_MATERIAL PROVIDED_.
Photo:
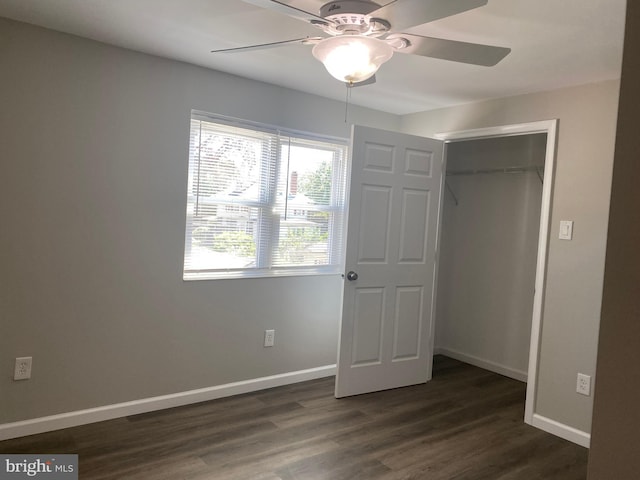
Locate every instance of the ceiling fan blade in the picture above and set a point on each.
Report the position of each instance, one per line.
(289, 10)
(404, 14)
(472, 53)
(368, 81)
(262, 46)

_WHAT YOU NEED TO DO_.
Write out the listing above word for word, omitting the picture.

_RIGHT ANSWER_.
Photo:
Locate every instance of the ceiling fan blade in the picture above and set a point on each.
Report the position of each instance, one per line.
(289, 10)
(404, 14)
(472, 53)
(368, 81)
(262, 46)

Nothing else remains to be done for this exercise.